Exercise:
Repeat the listing exactly. The images do not belong in the copy.

Supplied data:

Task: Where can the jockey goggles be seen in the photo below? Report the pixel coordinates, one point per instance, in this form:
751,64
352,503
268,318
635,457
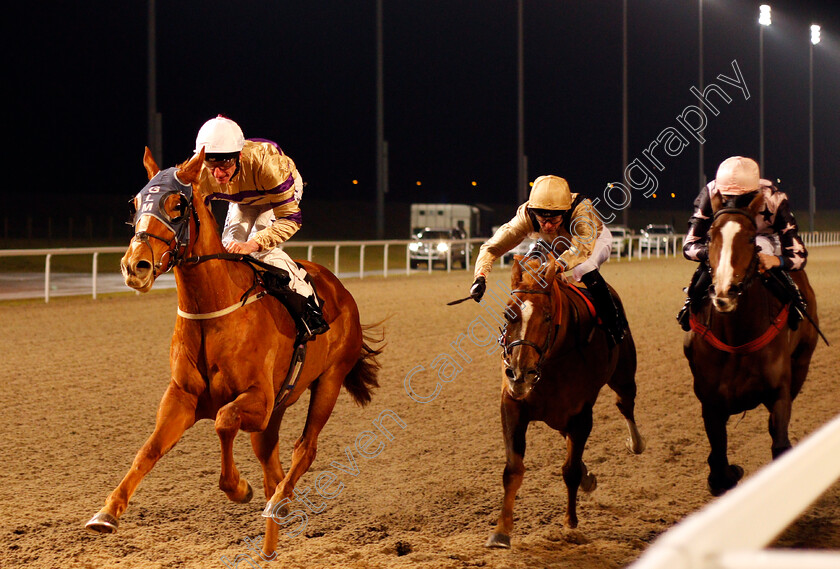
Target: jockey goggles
220,162
547,213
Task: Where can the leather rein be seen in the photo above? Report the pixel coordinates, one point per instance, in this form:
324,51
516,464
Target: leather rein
541,350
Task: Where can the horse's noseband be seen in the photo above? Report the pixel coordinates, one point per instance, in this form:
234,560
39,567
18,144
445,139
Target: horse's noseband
751,271
151,201
541,350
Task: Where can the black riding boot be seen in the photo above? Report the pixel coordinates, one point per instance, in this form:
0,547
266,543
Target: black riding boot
697,290
612,318
778,281
305,311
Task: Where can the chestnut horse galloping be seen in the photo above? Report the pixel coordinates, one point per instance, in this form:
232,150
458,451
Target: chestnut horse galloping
554,363
740,349
232,346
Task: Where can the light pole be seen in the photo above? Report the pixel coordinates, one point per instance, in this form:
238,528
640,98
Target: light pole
521,160
702,175
812,198
764,21
624,121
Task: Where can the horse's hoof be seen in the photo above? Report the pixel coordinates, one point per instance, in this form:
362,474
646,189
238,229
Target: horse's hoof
498,541
103,522
589,482
734,473
248,495
272,511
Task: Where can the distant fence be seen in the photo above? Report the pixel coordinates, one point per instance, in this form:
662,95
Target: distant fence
730,532
385,251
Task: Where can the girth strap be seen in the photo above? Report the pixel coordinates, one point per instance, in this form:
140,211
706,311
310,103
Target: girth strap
223,311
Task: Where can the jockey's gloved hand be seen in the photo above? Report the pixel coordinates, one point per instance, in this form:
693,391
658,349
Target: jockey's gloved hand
477,289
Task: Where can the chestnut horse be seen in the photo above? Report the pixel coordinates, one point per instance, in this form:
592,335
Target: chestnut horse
232,346
740,349
554,363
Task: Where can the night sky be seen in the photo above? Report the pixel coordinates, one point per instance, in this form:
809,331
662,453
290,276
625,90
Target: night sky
302,73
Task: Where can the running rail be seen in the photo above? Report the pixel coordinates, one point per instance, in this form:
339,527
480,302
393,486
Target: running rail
731,532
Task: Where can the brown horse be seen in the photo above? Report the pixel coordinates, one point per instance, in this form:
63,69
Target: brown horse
232,346
554,363
740,349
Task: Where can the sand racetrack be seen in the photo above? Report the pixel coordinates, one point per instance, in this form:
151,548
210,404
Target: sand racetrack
81,382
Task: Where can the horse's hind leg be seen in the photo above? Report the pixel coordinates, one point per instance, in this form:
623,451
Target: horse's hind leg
574,470
514,428
722,475
623,383
265,445
176,414
321,402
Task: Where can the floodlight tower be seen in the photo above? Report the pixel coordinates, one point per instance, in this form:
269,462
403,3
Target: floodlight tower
812,198
764,20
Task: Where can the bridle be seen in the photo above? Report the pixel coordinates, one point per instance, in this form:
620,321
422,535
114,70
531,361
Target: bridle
541,350
751,270
150,202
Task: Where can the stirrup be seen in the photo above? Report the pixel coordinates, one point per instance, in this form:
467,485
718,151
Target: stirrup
311,321
684,316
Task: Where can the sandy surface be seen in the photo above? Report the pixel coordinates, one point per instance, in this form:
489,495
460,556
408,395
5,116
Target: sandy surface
81,382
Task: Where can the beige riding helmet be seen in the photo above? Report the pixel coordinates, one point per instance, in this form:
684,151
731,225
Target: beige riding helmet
737,176
550,192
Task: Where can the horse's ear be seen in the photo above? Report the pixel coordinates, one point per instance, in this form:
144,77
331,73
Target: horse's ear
150,164
550,271
717,201
189,171
756,204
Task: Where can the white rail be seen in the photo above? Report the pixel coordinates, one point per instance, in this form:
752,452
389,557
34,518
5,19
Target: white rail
730,532
672,248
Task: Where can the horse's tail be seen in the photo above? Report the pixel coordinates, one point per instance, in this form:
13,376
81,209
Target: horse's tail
361,380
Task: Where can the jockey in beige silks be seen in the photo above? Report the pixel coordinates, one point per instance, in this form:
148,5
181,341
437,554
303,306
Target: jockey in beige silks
570,229
264,189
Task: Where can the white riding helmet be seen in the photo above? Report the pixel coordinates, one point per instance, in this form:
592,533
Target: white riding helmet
737,176
550,193
220,136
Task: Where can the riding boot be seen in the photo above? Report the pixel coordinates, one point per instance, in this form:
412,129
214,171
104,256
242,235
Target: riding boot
305,311
696,292
779,282
612,318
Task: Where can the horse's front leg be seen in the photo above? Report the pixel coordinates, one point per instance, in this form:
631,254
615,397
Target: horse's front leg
574,470
248,411
780,419
722,475
514,429
176,414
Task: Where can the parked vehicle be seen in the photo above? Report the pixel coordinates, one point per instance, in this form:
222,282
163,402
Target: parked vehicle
436,244
660,237
621,242
464,217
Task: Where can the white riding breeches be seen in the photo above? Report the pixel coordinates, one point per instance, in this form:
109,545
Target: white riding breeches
767,245
242,222
600,253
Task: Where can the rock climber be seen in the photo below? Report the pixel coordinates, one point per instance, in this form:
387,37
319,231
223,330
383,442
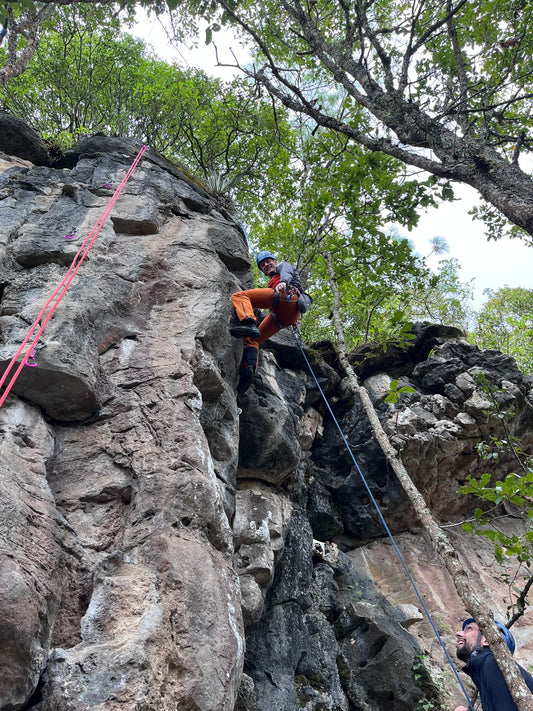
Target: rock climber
282,296
481,667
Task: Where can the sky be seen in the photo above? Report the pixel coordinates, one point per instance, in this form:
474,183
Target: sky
491,264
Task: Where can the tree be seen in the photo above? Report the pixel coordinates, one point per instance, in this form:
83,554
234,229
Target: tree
341,199
443,86
443,298
440,541
505,323
87,78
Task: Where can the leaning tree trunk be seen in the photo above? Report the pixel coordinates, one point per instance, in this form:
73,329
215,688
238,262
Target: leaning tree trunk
443,546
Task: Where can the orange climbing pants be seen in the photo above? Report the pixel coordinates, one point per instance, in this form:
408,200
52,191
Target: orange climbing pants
285,314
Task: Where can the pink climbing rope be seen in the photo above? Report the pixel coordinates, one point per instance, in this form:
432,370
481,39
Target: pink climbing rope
64,284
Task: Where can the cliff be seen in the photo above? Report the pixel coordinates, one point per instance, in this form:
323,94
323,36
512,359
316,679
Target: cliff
167,546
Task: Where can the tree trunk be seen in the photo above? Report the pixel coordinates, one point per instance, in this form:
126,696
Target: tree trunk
443,546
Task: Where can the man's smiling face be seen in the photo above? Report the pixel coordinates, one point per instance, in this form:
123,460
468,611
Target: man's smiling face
268,266
467,640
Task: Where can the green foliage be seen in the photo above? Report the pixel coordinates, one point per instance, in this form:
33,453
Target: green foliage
395,392
505,323
444,87
444,298
423,679
514,490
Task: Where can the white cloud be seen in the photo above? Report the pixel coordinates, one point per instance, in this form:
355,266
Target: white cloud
493,264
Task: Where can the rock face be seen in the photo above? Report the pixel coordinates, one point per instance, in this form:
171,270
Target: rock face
166,546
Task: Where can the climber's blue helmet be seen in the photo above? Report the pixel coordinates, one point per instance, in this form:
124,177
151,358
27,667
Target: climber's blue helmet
264,255
506,634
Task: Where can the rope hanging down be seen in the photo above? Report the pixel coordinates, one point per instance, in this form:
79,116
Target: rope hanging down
61,289
297,338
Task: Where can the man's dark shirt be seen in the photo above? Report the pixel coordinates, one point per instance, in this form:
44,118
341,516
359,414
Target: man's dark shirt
486,675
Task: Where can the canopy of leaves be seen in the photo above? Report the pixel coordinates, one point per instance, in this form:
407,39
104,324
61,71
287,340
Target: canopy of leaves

Your response:
Task: Where can the jockey goggles be seen in the photo below? Report the pixel coordinates, one point per instance, in this form:
751,64
352,503
268,318
635,457
Target: jockey goggles
220,162
547,213
Task: Where can the leather rein be seen in the photo above? Report the pixel coordinates, one point per instance, in this form:
324,51
516,464
Target: leather rein
541,350
Task: Where can the horse's noseband be seen in the photo above? Report the pixel coordinates, one point per instance, in this form:
234,560
39,567
18,144
445,139
Target: horse's noseband
751,271
151,201
541,350
Task: Where can the black riding boot be seen in the photo above? Report the pixel coordinates, one point per instance, in this form:
0,547
266,543
Target: black riding boot
697,290
612,318
778,281
305,311
Task: Where can the chestnut horse galloping be seen in the photo above? Report the pixel coordinates, one point per instance, in this form:
232,150
458,451
Target: chestnut horse galloping
554,363
740,349
232,346
Task: Where can the light pole be seen in the photo above? Report the pixel coordinates, one point per instance, in this form:
238,528
640,98
Target: light pole
521,160
702,175
812,198
764,21
624,121
Task: Where can the horse's hoof be seen in the photo above? Report the pixel coordinates, one point per instance, in this form:
362,474
646,189
238,229
Target: horse's hoof
498,541
103,522
589,482
734,473
248,495
272,511
Task: Where can the distant fence be seen in the photo above? Report the pixel coordinates, one point per instance, in this form:
662,95
Target: distant fence
730,532
385,251
Task: Where can the girth strap be seen in the photo above? Report the pixel coordinates, one point per instance, in this form:
140,211
706,311
310,103
Target: girth strap
223,311
Task: Where can the jockey's gloved hand be seen in the photo above? Report the pixel coordinates, one point per instance, in this form:
693,391
658,349
Target: jockey's gloved hand
477,289
Task: Where can the chestnut horse be seen in the photo above? Report the pixel coordinates, one point per instance, in this form:
592,335
Target: chestnut horse
232,346
740,349
554,363
Task: Where can the night sky be seen in the photo above? Report the pixel coordinates, one point per instance, in this form:
809,331
662,453
290,276
625,90
Target: night sky
302,73
Task: Where can the running rail be seen in the photo above? Report the pixel coordinates, one point per instance, in this form:
339,527
480,302
393,486
Target: running rail
731,532
Task: Where can the brown horse be seen in the photo above? Report the pixel coordinates, one point per instance, in this form:
63,69
Target: brown horse
232,346
554,363
740,349
Task: Where can the sand racetrack be seen in the photo above? Report the pixel coordinates, one point per instance, in this form:
151,548
210,404
Target: sand racetrack
81,382
Task: Where can the horse's hind leg be seen in the photo above? Report the pixel coordinates, one point per instance, in this form:
623,451
Target: horse's hind leg
574,470
514,428
722,475
623,383
265,445
176,414
321,402
Task: Where can the floodlight tower be seen in the photo above? Report the pixel coordinates, one point per instance, in this form:
269,462
403,3
Target: floodlight tower
812,198
764,20
Task: Where can the bridle be seen in the photo above? Report the pixel coordinates, one point per instance, in this form:
620,321
422,535
114,70
531,361
Target: bridle
541,350
751,270
150,202
Task: Where can the stirrup be seen in the photo above? Report the pixel coordinates, one point per instance, in this form:
467,485
718,151
Target: stirrup
311,321
684,316
Task: Where can the sandy surface be seen in the photo above? Report the pixel coordinates, one point per instance, in this form:
489,495
460,556
408,395
5,116
Target: sandy surface
81,382
Task: Where can the beige riding helmet be seen in the photo above? Report the pixel coordinates, one point per instance, in this form:
684,151
731,225
Target: beige riding helmet
737,176
550,192
Task: Where can the horse's ear be seen in the photo above? Report the pixel coordinates, one point per instance, in this form:
144,77
331,73
Target: horse's ear
150,164
550,271
717,201
189,171
756,204
Task: Where can the white rail be seen in the photo above? Report the pixel coordinates, one point per instance, in this form:
752,452
389,557
34,518
5,19
Target: white rail
730,532
672,248
Task: Where can the horse's tail be seen in the photo above? Report the pixel coordinates, one point per instance, in this form:
13,376
81,209
Target: horse's tail
361,380
Task: Where can the jockey in beige silks be seen in the photo above? Report the pixel coordinates, one point per instance, in this form:
148,5
181,341
437,554
303,306
Target: jockey in beige silks
570,229
264,189
Task: Where can the white riding helmet be seen in the photo above? Report the pixel coordinates, one point per instance, in this form:
592,533
Target: white riding helmet
737,176
550,193
220,136
Task: Where can the riding boot be seen in the photo above? Report the pixel coordinates, one point per instance, in this form:
412,129
214,171
104,256
242,235
Target: riding boot
305,311
696,292
779,282
612,318
Task: Where can the horse's front leg be seen in the photo above? Report the pixel coordinates, one point per instance, in this form:
631,254
615,397
Target: horse's front leg
574,470
248,411
780,419
722,475
514,429
176,414
Task: Where can the parked vehicle be seen in the photo above? Report the pixel coordinates, one point per instance, in this form:
222,282
163,402
Target: parked vehicle
436,244
660,237
621,242
464,217
Task: Where can the white riding breeches be seen in the photo above? Report the pixel coordinates, one point per instance, in this form:
109,545
Target: white riding breeches
767,245
242,222
600,253
Task: Where can the rock climber be seen in the photo below? Report the pixel coordinates, one point per instance, in this form:
387,37
319,231
223,330
383,442
Target: rock climber
282,296
481,667
Task: Where can the sky be seen in the photo above? Report the pixel coordinates, one point per instance, in this form:
474,183
Target: sky
491,264
Task: Where can the tree be seen in the photo above? Report the pixel coordinates, one point per instance, in this form:
83,554
234,229
Target: tree
341,199
443,86
443,298
440,541
505,323
87,78
Task: Where can the leaning tree trunk be seen in the photo above? Report the pixel coordinates, one point per instance, in this form:
73,329
215,688
238,262
Target: leaning tree trunk
443,546
Task: Where can the orange climbing pants be seen in the photo above? Report the pixel coordinates, one point per instance, in this form:
408,200
52,191
Target: orange climbing pants
285,314
Task: Where can the pink climbing rope be seen in the photo above? Report the pixel coordinates, one point per instance, in this form:
432,370
481,39
Target: pink climbing rope
64,284
Task: Where can the cliff be seen in the photo above? Report the pixel coordinates, one point per instance, in this form:
323,94
323,36
512,359
316,679
Target: cliff
167,546
Task: Where can the tree trunk be seen in the photo above? Report the pixel coordinates, one point per instance, in this form:
126,696
Target: tree trunk
443,546
Task: Where can the man's smiling face be seen in the photo above? Report the pixel coordinates, one point per instance, in this form:
123,460
468,611
Target: man's smiling face
268,266
467,640
Task: Where can the green foliage be seen in the photo above? Report the pixel coordinates, one point per instance, in this form:
33,453
Target: green foliage
395,392
505,323
444,87
444,298
423,679
514,490
Task: Where can the white cloud be seen in the photo above? Report the pixel coordinates, one point per instance, in this form:
355,266
Target: white cloud
493,264
Task: Where can the rock face be seen in the photo above? Report the pixel coordinates, one point per instance, in this form:
171,270
Target: rock face
166,546
Task: Where can the climber's blue helmet be seen in the photo above? Report the pixel coordinates, one point per instance, in this form:
124,177
151,358
27,667
Target: climber's blue helmet
264,255
506,634
Task: Where can the rope hanging down be seen in the photo above? Report the pixel coordinates, one point per instance, in this form:
79,116
Target: rope hanging down
61,289
297,338
Task: Where can the man's dark shirt be seen in the photo above? Report the pixel coordinates, one point per instance, in this form:
44,118
341,516
359,414
Target: man's dark shirt
486,675
Task: Where can the canopy of leaves be seen in the photo above? Report the pixel coordinates, one point per instance, in this form:
407,39
104,324
61,71
287,340
Target: canopy of leaves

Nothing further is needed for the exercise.